→ **Required work**:
Drop every picture, then transcribe the remaining data exactly.

[Collected data entries]
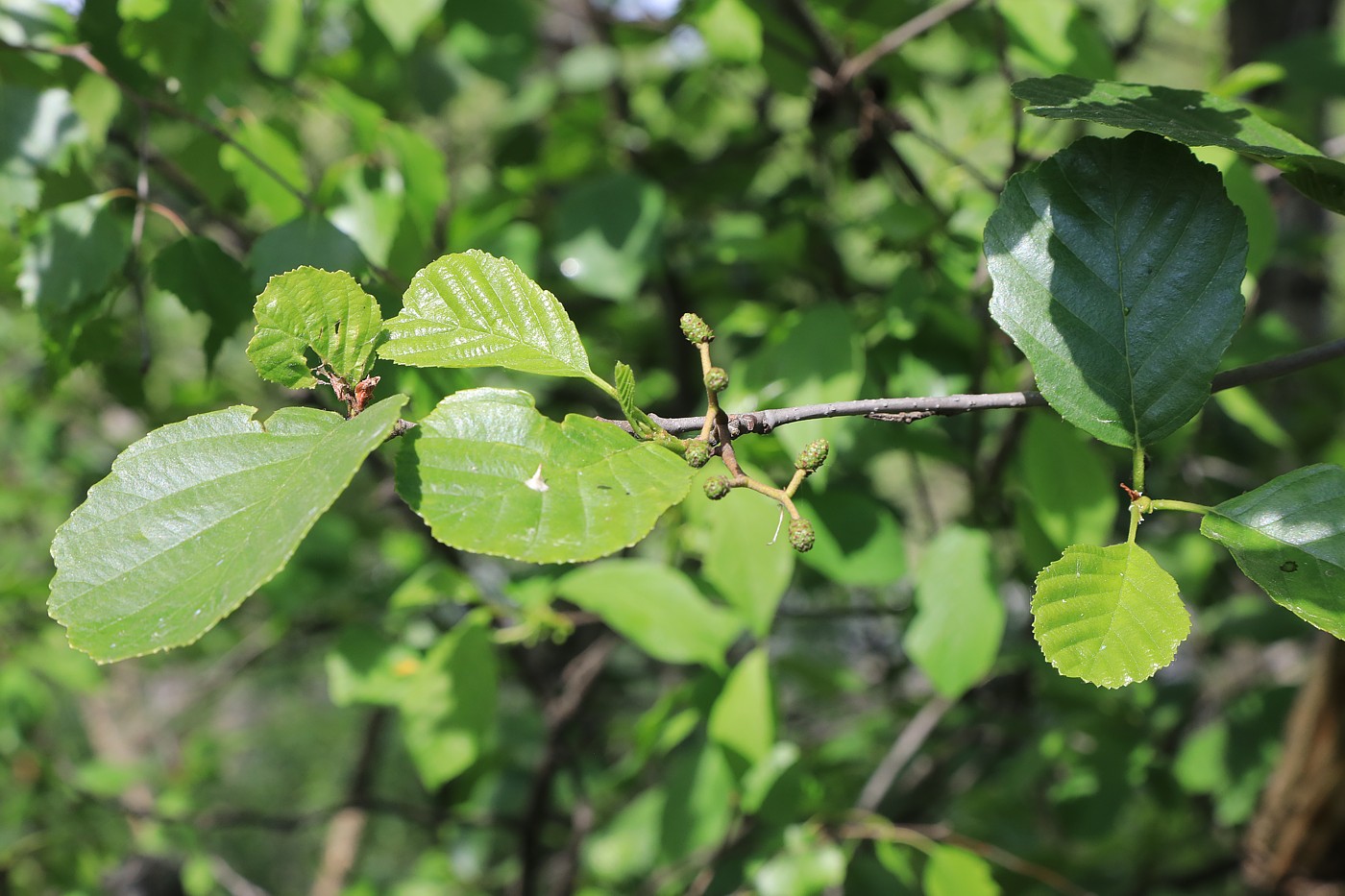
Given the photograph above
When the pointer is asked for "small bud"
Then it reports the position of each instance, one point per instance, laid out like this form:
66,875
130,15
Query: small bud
716,379
696,329
800,536
716,487
813,455
697,453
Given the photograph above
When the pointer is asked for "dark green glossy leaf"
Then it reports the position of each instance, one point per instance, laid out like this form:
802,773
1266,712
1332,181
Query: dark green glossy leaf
1288,537
323,311
1116,269
490,473
195,517
1109,615
1192,117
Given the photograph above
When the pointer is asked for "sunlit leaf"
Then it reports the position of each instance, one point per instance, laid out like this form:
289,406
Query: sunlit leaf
1288,537
195,517
1116,269
323,311
474,309
493,475
1109,615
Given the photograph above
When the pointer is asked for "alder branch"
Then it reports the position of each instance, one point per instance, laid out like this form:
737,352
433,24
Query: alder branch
898,36
911,409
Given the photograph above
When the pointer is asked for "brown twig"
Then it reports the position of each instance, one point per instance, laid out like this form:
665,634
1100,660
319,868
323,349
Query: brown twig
898,36
911,409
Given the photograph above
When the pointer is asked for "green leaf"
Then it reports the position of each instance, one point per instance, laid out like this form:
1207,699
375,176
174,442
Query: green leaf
1288,537
732,31
607,233
1109,615
491,475
276,197
205,278
1116,269
474,309
959,618
744,552
195,517
403,20
858,540
448,709
71,255
743,717
1192,117
641,423
952,871
305,241
1068,489
325,311
655,607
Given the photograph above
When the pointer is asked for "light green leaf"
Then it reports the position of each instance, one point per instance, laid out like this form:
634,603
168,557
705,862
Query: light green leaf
607,233
195,517
403,20
448,709
1109,615
952,871
474,309
71,255
205,278
1068,489
306,241
743,549
325,311
1116,269
1192,117
959,618
732,31
491,475
858,540
641,423
743,717
1288,537
276,197
655,607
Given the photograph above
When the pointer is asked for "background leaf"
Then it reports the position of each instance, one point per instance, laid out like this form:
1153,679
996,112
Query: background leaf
1288,537
1109,615
490,473
1192,117
195,517
655,607
1120,302
315,309
959,618
474,309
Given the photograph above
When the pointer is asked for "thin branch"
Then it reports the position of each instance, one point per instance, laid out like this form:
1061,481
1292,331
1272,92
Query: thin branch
898,36
911,409
81,54
907,744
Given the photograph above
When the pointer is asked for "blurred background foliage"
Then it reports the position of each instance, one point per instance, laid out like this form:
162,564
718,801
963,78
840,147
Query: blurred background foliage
390,717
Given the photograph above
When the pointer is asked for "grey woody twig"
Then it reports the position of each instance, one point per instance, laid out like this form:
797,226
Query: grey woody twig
912,409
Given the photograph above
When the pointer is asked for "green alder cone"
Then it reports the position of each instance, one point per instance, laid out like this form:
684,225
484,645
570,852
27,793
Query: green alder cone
195,517
1288,537
1116,269
1109,615
315,309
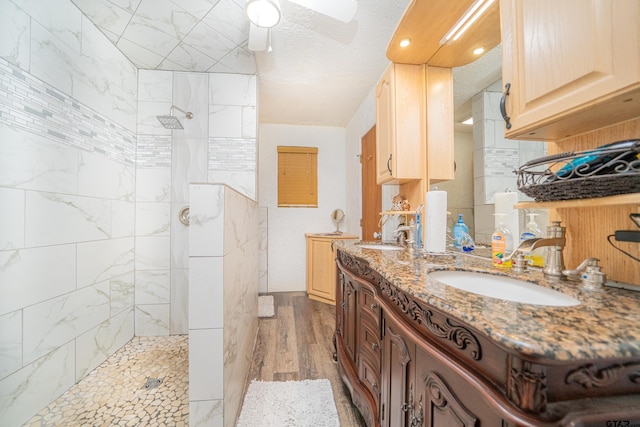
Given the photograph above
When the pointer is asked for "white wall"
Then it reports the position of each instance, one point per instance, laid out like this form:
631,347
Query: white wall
287,226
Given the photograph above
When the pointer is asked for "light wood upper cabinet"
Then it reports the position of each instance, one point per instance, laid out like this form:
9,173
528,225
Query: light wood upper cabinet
573,65
400,133
414,125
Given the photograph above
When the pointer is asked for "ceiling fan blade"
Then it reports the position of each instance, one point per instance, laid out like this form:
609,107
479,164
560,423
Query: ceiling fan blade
257,38
342,10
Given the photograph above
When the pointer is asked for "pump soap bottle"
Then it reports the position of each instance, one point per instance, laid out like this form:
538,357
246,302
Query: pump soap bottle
501,243
459,231
532,231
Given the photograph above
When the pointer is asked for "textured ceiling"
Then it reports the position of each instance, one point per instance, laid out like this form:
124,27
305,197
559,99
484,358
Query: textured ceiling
319,72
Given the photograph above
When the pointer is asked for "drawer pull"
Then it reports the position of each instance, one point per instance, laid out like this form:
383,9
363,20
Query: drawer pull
503,106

→ **Solution for this exercise**:
Given the photograph above
When the pointer is asked for "small bud"
Then it reports the position of each instance, one point per instance, laid out like this form:
66,875
130,15
Query: small bud
716,379
696,329
800,536
716,487
813,455
697,453
Given the photograph above
When the pointer is asked for "dark green glossy leaf"
Then it reports the position of each instance, one point per instance, laid out like this form:
802,773
1266,712
1332,181
Query: dark green glossy leaf
1288,537
323,311
1116,269
490,473
195,517
1109,615
1192,117
Given the photograph above
When the pointer is asked for "sunlit leaf"
Then it reports the position of each instance, one point per instance, laid out like this form:
289,406
Query: sunlit leaf
1288,537
195,517
1116,269
323,311
474,309
493,475
1109,615
Given the photograph above
When the pointer is asked for "alder branch"
Then it reports the position of each instance, one point per instance, laid out like this form:
737,352
433,24
Query: alder branch
898,36
911,409
Given the photograph above
When the pointer is asked for "brown twig"
Then it reports the position of each instance, one point per instance, laid out like this form:
665,634
1100,660
319,868
323,349
Query: brown twig
898,36
911,409
Given the photograph above
When the pointer is asked for "green leaf"
Then it reports the position of each instance, one point per instance, laid out like this form:
1207,699
375,176
174,442
Query: green leaf
1288,537
732,31
607,233
1109,615
491,475
276,197
205,278
1116,269
474,309
959,618
744,552
195,517
403,20
858,540
448,709
71,255
743,717
1192,117
641,423
952,871
305,241
1068,489
325,311
655,607
Given the photograph above
When the pointer is asked for "light green leaf"
Then it reports the position of each instance, one point per instance, laid out like this form:
634,603
168,557
705,862
Query: light green leaf
607,233
195,517
403,20
448,709
1109,615
952,871
474,309
71,255
205,278
1068,489
306,241
743,549
325,311
1116,269
1192,117
959,618
732,31
491,475
858,540
641,423
743,717
1288,537
276,197
655,607
Given the photograph above
When the pointer is asked for "background leaf"
Then it reports the position of each instance, one point per instance, laid out like this form:
1153,679
996,112
Query: background leaf
1288,537
1109,615
490,473
1192,117
195,517
655,607
1120,302
315,309
959,618
474,309
Given the photograph above
When the pointer is asked for "thin branch"
Then it reports the position of each instance, one point per instance, laid out like this form:
1061,481
1292,331
1272,92
Query: thin branch
898,36
911,409
81,54
907,744
Given the photograph above
When the pointer is asked for "blurred background foliage"
Then it reports the position of each instance, one point per instance, laid out like this form:
162,564
718,801
963,78
840,147
Query: blurred background foliage
390,717
Given the photograph above
When the pointer is asked for "grey woody twig"
Then it reports the position of each instance, one point per instance, laid out like this form:
797,226
Query: grey woody twig
912,409
Given the photograph above
When the pointer is asked for "green alder cone"
Then it reports the position of each instance, one point per instance, laid out like this form:
684,225
484,645
570,852
27,793
Query: green alder cone
195,517
1288,537
1116,269
1109,615
315,309
Given the photograph above
When the pointer is asked for "white wall"
Then it reports the position of each instance, one point per instance, laid out like this form:
631,347
Query: white wall
287,226
Given the photograph above
When the pointer is asked for "light wood upper cabinet"
Then it reports the position of each instance, one point per instance, laid out like this form:
9,173
528,225
Query: light wood upper cabinet
573,65
400,133
414,125
Given the photograph above
When the pointer is asked for "ceiling fan blade"
Then it reports the position of each instance, one point per instance, laid out like this form:
609,107
479,164
560,423
Query: ceiling fan blade
257,38
342,10
Given the photograph above
When the pointer is asked for "pump soap bottle"
Then it reports the position of each instance, one point per instance, laid out like this form:
538,357
246,302
Query: pump soap bottle
501,243
459,231
532,231
Given the photograph above
When the pointer is asked for "textured ceiling"
Then it reports the position of each instance, one point per instance, laid out like this form:
124,27
305,197
559,99
484,358
Query: textured ceiling
319,72
Given the photograph above
When the pointer is asked for "drawer pull"
Then it reports the position of each instance, one point per instance, laid out like this form:
383,9
363,20
Query: drawer pull
503,106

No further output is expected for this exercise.